--- START Exercise material ---

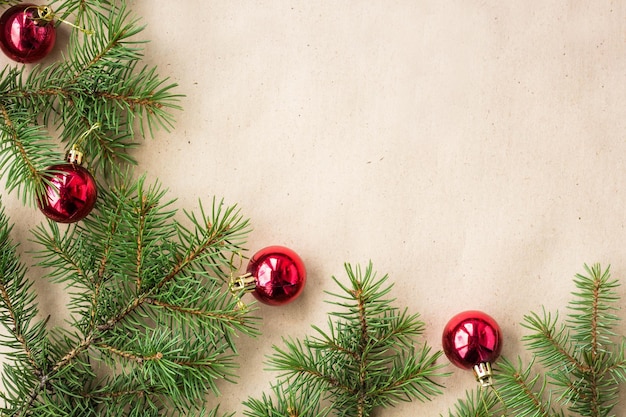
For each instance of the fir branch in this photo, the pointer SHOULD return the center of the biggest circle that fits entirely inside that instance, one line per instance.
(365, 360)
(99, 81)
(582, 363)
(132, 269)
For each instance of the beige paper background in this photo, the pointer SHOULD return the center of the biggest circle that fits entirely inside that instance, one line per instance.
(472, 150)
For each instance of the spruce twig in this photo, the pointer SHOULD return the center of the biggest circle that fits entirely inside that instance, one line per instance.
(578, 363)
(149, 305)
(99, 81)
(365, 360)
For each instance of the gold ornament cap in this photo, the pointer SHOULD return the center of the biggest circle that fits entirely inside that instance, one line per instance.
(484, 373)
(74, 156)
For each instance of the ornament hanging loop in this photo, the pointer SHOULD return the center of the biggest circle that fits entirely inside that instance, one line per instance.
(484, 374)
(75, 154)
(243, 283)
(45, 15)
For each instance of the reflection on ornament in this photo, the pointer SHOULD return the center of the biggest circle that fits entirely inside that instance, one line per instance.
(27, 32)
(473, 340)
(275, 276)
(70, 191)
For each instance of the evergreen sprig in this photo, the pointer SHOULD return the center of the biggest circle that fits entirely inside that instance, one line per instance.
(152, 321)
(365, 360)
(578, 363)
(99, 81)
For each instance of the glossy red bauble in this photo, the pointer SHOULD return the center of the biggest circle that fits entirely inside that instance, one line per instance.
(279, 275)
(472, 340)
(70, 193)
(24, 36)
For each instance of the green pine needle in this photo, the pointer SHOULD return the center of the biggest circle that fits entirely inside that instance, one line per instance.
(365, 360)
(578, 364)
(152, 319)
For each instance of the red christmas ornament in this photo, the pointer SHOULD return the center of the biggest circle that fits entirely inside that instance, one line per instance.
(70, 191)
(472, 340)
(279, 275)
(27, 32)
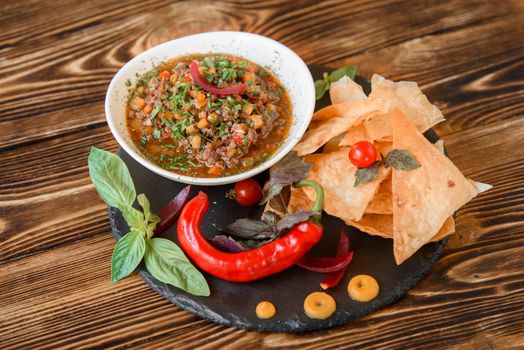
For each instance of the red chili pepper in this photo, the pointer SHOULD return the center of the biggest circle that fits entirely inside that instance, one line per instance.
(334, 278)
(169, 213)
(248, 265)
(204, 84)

--- END Exercise material ---
--- START Exercise material ---

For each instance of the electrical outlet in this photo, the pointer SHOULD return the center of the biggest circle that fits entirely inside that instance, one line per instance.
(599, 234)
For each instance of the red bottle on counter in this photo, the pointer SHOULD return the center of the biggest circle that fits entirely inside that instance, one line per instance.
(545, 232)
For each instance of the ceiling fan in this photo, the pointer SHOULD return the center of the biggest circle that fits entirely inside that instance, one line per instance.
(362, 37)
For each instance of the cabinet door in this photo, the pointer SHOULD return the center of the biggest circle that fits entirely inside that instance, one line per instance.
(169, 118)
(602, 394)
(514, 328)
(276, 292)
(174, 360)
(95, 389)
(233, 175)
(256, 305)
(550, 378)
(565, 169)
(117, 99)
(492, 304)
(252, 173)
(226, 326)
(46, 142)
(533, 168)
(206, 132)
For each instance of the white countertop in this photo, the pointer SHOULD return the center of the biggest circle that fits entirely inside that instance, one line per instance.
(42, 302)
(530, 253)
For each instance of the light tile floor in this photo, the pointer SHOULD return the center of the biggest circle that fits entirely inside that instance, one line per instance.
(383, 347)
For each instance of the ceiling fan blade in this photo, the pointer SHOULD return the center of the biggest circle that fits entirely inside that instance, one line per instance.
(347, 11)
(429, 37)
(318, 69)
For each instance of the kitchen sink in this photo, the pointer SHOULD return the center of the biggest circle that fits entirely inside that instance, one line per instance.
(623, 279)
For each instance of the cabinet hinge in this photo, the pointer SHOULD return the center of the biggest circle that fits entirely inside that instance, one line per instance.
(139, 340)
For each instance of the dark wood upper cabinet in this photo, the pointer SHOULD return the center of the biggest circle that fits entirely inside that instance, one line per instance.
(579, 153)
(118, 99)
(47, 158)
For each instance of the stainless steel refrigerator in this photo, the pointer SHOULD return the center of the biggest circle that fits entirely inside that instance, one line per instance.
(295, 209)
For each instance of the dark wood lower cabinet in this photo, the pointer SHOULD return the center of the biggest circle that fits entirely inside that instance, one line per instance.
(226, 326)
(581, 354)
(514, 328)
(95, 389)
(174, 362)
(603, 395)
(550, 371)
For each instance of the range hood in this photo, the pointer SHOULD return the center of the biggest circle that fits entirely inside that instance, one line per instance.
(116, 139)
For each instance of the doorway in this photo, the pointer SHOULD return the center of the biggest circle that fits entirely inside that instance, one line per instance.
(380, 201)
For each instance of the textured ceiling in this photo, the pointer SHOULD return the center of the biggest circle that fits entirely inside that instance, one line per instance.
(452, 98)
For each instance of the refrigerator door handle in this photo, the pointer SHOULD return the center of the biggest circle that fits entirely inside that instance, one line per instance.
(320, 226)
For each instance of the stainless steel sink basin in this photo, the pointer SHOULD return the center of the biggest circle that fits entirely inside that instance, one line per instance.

--- END Exercise material ---

▸ Written task
How many lines of the data above contain the word "spruce"? Reply with the number only.

▸ Written reply
1